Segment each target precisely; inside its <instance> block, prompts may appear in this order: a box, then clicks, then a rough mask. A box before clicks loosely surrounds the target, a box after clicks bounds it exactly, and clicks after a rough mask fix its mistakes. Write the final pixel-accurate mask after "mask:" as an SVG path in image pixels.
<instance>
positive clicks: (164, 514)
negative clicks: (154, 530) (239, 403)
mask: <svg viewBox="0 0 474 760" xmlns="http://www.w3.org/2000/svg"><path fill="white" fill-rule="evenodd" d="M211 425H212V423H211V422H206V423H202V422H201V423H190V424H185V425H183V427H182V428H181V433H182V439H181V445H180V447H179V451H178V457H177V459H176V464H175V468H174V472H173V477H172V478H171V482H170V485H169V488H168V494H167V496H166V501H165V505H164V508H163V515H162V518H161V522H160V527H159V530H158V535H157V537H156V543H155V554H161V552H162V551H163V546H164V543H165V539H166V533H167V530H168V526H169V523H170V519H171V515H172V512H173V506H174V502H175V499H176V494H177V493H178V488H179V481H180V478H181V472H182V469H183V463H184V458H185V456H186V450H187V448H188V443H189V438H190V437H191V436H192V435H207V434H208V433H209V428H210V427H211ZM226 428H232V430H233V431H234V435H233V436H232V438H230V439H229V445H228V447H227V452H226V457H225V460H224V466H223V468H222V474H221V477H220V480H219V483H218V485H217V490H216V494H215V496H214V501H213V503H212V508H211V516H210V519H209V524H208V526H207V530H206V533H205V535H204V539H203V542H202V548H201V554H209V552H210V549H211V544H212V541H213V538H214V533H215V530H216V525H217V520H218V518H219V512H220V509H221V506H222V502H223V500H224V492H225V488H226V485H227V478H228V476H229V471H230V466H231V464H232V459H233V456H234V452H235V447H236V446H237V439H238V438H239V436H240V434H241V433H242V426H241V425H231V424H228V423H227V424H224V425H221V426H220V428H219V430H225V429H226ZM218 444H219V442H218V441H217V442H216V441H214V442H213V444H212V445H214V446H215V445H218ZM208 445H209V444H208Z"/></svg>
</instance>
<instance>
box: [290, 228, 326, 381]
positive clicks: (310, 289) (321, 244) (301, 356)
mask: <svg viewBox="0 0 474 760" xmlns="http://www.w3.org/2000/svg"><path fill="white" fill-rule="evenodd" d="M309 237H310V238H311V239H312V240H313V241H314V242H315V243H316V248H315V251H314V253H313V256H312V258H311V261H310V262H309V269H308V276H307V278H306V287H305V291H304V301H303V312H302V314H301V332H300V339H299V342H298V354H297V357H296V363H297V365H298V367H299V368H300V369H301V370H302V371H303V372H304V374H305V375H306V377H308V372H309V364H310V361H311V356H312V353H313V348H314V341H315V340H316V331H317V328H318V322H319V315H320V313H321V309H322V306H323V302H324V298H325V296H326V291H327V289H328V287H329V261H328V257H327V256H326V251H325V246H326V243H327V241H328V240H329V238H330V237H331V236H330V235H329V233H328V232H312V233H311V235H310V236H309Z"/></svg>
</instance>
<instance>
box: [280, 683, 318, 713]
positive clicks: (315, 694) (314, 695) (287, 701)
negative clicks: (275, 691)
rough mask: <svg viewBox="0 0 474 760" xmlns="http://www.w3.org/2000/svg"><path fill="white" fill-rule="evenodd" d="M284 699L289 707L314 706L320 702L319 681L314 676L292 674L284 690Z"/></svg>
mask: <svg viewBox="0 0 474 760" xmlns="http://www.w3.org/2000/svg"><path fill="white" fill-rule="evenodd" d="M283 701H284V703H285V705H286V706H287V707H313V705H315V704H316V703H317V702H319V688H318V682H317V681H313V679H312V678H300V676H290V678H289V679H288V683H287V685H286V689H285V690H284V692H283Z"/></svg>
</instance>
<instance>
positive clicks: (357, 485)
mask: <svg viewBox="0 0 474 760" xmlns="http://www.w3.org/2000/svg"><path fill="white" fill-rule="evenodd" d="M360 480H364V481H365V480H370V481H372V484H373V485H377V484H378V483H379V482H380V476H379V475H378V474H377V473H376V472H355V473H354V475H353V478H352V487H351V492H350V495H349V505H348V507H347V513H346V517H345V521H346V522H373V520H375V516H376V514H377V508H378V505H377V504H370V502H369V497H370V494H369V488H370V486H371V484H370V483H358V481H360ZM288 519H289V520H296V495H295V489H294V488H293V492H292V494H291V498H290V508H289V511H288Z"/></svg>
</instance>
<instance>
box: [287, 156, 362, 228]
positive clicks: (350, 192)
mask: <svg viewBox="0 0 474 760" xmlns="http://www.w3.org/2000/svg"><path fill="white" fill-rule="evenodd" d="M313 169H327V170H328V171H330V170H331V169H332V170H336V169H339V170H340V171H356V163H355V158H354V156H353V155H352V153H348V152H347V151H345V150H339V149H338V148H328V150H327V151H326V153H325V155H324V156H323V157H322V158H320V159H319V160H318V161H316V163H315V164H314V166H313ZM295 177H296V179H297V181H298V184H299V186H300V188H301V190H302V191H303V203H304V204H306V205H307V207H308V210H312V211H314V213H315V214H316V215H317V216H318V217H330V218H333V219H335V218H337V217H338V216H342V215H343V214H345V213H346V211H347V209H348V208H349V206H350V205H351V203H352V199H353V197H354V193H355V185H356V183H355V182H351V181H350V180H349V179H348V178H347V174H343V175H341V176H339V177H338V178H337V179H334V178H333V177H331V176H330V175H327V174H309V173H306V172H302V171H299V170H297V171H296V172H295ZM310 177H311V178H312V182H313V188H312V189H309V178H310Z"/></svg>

> _WHAT YOU HAVE TO DO_
Update all the records above by changing every "positive clicks" to "foreground clicks" and keeping everything else the same.

> _FINAL ANSWER_
Segment each target precisely; inside its <instance> block, prompts may appear in this order: a box, then clicks, then a rough mask. A box before clicks loosely surrounds the target, a box after clicks bounds it exactly, and clicks after a rough mask fix its mistakes. Write the final pixel-accurate mask after "mask:" as an SVG path in image pixels.
<instance>
foreground clicks: (164, 514)
negative clicks: (154, 530) (239, 403)
mask: <svg viewBox="0 0 474 760" xmlns="http://www.w3.org/2000/svg"><path fill="white" fill-rule="evenodd" d="M211 425H212V423H211V422H206V423H202V422H201V423H190V424H185V425H183V427H182V428H181V433H182V439H181V445H180V447H179V451H178V457H177V459H176V464H175V468H174V472H173V477H172V478H171V482H170V485H169V488H168V494H167V496H166V501H165V505H164V508H163V515H162V518H161V522H160V527H159V530H158V535H157V537H156V543H155V554H161V552H162V551H163V546H164V543H165V539H166V533H167V530H168V526H169V523H170V519H171V515H172V512H173V506H174V502H175V499H176V494H177V493H178V488H179V481H180V478H181V472H182V469H183V463H184V458H185V456H186V450H187V448H188V443H189V438H190V437H191V436H192V435H207V434H208V433H209V428H210V427H211ZM226 428H232V430H233V431H234V435H233V436H232V438H230V439H229V445H228V447H227V452H226V457H225V460H224V466H223V468H222V474H221V477H220V480H219V483H218V485H217V490H216V494H215V496H214V501H213V503H212V508H211V516H210V519H209V524H208V526H207V530H206V533H205V535H204V539H203V542H202V548H201V554H209V552H210V549H211V544H212V541H213V538H214V533H215V530H216V525H217V520H218V518H219V512H220V509H221V506H222V502H223V500H224V492H225V488H226V485H227V478H228V476H229V471H230V466H231V464H232V459H233V456H234V452H235V447H236V446H237V439H238V438H239V436H240V434H241V433H242V426H241V425H231V424H228V423H227V424H224V425H221V426H220V428H219V430H225V429H226ZM218 444H219V442H218V441H217V442H216V441H214V442H213V444H212V445H214V446H215V445H218ZM208 445H209V444H208Z"/></svg>
</instance>
<instance>
box: [290, 228, 326, 381]
foreground clicks: (310, 289) (321, 244) (301, 356)
mask: <svg viewBox="0 0 474 760" xmlns="http://www.w3.org/2000/svg"><path fill="white" fill-rule="evenodd" d="M309 237H310V238H311V239H312V240H313V241H314V242H315V243H316V248H315V251H314V253H313V256H312V258H311V261H310V262H309V269H308V276H307V278H306V287H305V291H304V301H303V312H302V314H301V332H300V339H299V342H298V354H297V357H296V363H297V365H298V367H299V368H300V369H301V370H302V371H303V372H304V374H305V375H306V377H308V372H309V364H310V361H311V356H312V353H313V348H314V341H315V340H316V331H317V328H318V322H319V315H320V313H321V309H322V306H323V302H324V298H325V296H326V291H327V289H328V287H329V261H328V257H327V256H326V251H325V246H326V243H327V241H328V240H329V238H330V237H331V236H330V235H329V233H328V232H312V233H311V235H310V236H309Z"/></svg>
</instance>
<instance>
box: [280, 683, 318, 713]
foreground clicks: (315, 694) (314, 695) (287, 701)
negative clicks: (275, 691)
rough mask: <svg viewBox="0 0 474 760" xmlns="http://www.w3.org/2000/svg"><path fill="white" fill-rule="evenodd" d="M284 699L289 707L314 706L320 702L319 681L314 676L292 674L284 690Z"/></svg>
mask: <svg viewBox="0 0 474 760" xmlns="http://www.w3.org/2000/svg"><path fill="white" fill-rule="evenodd" d="M283 701H284V703H285V705H286V706H287V707H313V705H315V704H316V703H317V702H319V688H318V682H317V681H313V679H312V678H300V676H290V678H289V679H288V683H287V685H286V689H285V690H284V692H283Z"/></svg>
</instance>
<instance>
foreground clicks: (357, 485)
mask: <svg viewBox="0 0 474 760" xmlns="http://www.w3.org/2000/svg"><path fill="white" fill-rule="evenodd" d="M360 480H364V481H365V480H370V481H372V484H373V485H377V484H378V483H379V482H380V476H379V475H378V474H377V473H376V472H355V473H354V475H353V478H352V487H351V492H350V495H349V505H348V507H347V513H346V517H345V521H346V522H373V520H375V516H376V514H377V508H378V505H377V504H370V502H369V497H370V494H369V488H370V486H371V484H370V483H358V481H360ZM288 519H289V520H296V495H295V489H294V488H293V492H292V494H291V498H290V508H289V511H288Z"/></svg>
</instance>
<instance>
box: [287, 156, 362, 228]
foreground clicks: (350, 192)
mask: <svg viewBox="0 0 474 760" xmlns="http://www.w3.org/2000/svg"><path fill="white" fill-rule="evenodd" d="M313 169H327V170H328V171H330V170H331V169H332V170H336V169H339V170H340V171H356V163H355V158H354V156H353V155H352V153H348V152H347V151H345V150H339V149H338V148H328V150H327V151H326V153H325V155H324V156H323V157H322V158H320V159H319V160H318V161H316V163H315V164H314V166H313ZM295 177H296V179H297V181H298V184H299V186H300V188H301V190H302V191H303V203H304V204H306V205H307V207H308V210H312V211H314V213H315V214H316V215H317V216H318V217H330V218H333V219H335V218H337V217H338V216H342V215H343V214H345V213H346V211H347V209H348V208H349V206H350V205H351V203H352V199H353V197H354V193H355V185H356V183H355V182H351V181H350V180H349V179H348V178H347V174H343V175H341V176H339V177H338V178H337V179H334V178H333V177H331V176H330V175H327V174H309V173H306V172H302V171H299V170H297V171H296V172H295ZM310 177H311V178H312V182H313V188H312V189H309V178H310Z"/></svg>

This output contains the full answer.